» What is expected: Could you copy every line of the data that contains the word "Target"?

» Data to examine:
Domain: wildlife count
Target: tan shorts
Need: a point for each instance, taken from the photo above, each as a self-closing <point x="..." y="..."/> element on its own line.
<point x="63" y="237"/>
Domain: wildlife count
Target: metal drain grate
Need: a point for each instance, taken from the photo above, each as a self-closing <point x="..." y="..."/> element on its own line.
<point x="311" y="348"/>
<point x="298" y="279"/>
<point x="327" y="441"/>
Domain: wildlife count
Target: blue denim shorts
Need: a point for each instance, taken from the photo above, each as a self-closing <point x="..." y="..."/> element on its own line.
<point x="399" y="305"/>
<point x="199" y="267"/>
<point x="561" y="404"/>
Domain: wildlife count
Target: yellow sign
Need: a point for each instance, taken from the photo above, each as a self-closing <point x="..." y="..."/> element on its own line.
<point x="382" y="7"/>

» Task output:
Target: tan shorts
Target: metal drain grate
Target: blue denim shorts
Target: yellow sign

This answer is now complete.